>> START Supplied information

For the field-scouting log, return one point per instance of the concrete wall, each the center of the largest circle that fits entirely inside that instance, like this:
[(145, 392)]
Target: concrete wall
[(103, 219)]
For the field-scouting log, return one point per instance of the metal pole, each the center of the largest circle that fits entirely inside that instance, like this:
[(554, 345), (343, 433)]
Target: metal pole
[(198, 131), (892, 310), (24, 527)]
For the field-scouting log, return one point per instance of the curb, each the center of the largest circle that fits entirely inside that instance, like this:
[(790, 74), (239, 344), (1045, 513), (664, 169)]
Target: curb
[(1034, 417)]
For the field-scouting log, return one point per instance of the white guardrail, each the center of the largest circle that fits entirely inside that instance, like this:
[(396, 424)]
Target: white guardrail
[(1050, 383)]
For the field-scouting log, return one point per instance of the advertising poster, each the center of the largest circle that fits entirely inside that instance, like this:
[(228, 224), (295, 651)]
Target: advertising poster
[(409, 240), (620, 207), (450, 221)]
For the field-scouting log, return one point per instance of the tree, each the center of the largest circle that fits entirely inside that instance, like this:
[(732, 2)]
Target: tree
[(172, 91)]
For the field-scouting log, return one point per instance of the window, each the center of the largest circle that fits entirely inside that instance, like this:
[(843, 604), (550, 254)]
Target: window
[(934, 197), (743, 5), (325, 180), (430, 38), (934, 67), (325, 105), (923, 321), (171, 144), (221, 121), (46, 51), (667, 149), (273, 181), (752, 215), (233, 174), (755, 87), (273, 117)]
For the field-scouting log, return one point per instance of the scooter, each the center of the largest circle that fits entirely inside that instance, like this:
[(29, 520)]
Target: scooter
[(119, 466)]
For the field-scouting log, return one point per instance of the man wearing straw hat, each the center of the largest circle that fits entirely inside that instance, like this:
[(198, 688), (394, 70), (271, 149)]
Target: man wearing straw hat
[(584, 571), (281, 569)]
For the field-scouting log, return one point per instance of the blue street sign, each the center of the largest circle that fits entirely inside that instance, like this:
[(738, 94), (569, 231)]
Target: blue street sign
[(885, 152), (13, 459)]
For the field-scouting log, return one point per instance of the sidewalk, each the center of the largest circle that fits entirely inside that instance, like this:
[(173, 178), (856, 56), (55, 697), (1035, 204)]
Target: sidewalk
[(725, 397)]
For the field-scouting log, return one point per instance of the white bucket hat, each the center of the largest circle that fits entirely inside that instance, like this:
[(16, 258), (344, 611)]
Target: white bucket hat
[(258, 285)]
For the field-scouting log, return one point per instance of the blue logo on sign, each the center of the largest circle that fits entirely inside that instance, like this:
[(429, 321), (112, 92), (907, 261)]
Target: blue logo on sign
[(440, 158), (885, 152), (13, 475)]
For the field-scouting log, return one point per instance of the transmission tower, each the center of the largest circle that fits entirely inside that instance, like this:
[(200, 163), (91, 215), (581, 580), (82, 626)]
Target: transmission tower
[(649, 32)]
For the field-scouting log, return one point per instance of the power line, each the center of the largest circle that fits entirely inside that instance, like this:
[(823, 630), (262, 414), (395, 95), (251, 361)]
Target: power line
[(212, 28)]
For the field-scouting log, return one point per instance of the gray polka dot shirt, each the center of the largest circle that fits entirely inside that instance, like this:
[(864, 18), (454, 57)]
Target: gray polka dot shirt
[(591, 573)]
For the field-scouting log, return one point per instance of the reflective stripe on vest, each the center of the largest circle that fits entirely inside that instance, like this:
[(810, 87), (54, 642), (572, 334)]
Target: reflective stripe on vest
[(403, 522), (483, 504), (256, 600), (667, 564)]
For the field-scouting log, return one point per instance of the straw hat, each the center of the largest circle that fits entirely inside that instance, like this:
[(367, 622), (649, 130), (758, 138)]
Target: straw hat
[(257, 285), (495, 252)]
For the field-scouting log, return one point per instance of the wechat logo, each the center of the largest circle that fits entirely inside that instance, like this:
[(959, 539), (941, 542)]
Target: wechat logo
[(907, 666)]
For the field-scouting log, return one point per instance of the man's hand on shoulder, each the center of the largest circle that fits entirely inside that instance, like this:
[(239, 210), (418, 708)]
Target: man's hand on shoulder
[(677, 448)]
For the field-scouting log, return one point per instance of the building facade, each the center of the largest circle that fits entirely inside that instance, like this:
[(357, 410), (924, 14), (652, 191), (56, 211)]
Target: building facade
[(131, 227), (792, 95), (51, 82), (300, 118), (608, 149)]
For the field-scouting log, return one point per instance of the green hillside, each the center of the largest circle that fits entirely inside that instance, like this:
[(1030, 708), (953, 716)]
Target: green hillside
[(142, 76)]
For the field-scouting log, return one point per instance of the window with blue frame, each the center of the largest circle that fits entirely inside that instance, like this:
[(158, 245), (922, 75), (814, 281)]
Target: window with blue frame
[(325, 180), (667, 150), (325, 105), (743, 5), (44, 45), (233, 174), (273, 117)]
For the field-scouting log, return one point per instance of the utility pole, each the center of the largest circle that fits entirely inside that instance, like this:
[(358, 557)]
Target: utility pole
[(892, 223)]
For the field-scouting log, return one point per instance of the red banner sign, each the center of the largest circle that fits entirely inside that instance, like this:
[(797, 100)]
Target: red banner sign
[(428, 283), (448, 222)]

>> END Supplied information
>> START Supplied information

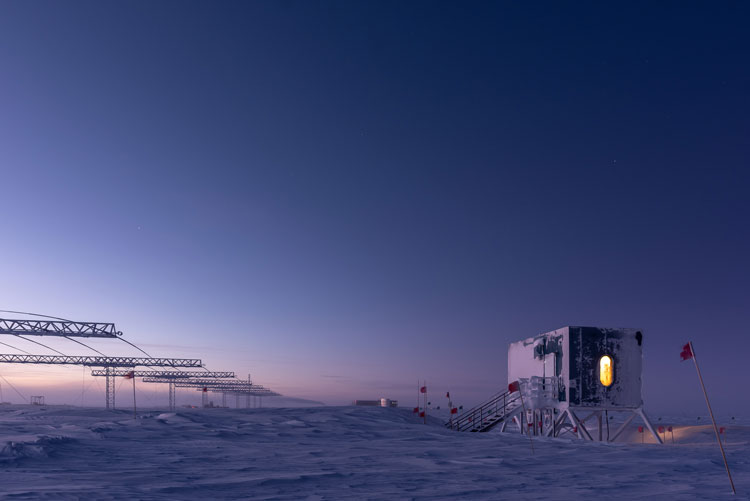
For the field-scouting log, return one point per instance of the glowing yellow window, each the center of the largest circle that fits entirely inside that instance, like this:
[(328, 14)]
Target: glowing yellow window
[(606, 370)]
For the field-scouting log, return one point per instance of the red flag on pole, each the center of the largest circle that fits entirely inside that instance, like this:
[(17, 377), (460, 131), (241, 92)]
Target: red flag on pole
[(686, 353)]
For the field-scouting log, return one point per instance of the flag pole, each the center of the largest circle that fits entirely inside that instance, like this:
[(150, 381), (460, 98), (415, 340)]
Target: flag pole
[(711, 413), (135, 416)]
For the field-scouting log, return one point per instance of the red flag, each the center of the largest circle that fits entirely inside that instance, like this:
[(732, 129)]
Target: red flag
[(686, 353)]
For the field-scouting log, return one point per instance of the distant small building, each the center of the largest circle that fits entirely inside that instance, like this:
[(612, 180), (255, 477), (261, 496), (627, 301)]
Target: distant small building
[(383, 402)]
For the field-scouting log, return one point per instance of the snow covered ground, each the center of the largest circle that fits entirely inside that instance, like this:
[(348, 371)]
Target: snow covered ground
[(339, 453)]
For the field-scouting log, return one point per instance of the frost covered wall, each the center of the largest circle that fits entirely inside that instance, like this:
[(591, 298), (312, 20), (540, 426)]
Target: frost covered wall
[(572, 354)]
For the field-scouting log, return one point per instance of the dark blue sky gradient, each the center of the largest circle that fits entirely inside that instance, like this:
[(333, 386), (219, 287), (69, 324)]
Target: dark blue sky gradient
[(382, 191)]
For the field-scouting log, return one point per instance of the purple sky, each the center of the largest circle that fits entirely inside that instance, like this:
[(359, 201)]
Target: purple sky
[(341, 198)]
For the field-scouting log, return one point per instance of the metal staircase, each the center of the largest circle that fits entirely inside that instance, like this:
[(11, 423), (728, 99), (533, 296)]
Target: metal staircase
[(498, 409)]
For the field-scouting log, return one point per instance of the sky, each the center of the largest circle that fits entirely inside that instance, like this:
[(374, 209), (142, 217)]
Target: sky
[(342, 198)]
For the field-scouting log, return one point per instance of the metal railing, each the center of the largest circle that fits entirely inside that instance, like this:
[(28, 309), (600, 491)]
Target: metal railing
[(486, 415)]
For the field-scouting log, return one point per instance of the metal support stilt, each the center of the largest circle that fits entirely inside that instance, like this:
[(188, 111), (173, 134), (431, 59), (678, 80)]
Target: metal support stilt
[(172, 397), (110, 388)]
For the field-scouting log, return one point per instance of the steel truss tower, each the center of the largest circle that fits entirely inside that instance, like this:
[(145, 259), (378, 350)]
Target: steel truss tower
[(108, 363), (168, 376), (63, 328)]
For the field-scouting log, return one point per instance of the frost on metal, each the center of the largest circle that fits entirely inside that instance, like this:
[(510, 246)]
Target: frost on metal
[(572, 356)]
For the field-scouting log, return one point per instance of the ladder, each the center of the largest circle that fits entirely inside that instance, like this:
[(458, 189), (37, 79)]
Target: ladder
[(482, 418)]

>> END Supplied information

• Required task
Copy out the items verbatim, starting at the line that contains "the blue street" and ending after the line that contains "[(591, 573)]".

• Correct answer
For the field-scouting log, return one point per instance of the blue street sign, each the center of the largest circle that fits entirely inside that instance, like this:
[(738, 94), (569, 231)]
Target: blue street sign
[(885, 152), (13, 459)]
For the field-scouting log, return one point per instance of the sidewalk, each the center of the largest circle that fits entirely inside that instance, like this:
[(173, 178), (856, 56), (55, 697), (1035, 204)]
Target: sidewalk
[(725, 397)]
For the field-scouting log, return one point per instance of the white bucket hat, each the center of the largest circle that fits entirely inside that instance, like this:
[(16, 258), (344, 611)]
Target: white bucket hat
[(258, 285)]
For the field-scouting log, return one point per instance of the blue logo on sign, each the center of the largest circle that fits entirely inside that instance, like this:
[(429, 321), (112, 92), (907, 261)]
Target: blue logo on sign
[(440, 158), (885, 152), (13, 475)]
For the field-scouting log, return one point per instance of the transmission tower, each the center of the largest circle that fits entirely inside that instance, like this:
[(200, 163), (91, 215), (581, 580), (82, 626)]
Target: transmission tower
[(649, 32)]
For the field-scouting log, return one point per instance of the power line, each the center of the largest circle that fits entirely inside that instance, like this:
[(823, 630), (262, 414), (395, 95), (251, 361)]
Target: power line
[(212, 28)]
For the field-scouting log, return one point per instance of the gray polka dot shirt, each the center of the largest circle that fits entirely inside that instance, like this:
[(864, 18), (454, 57)]
Target: gray polka dot shirt
[(591, 573)]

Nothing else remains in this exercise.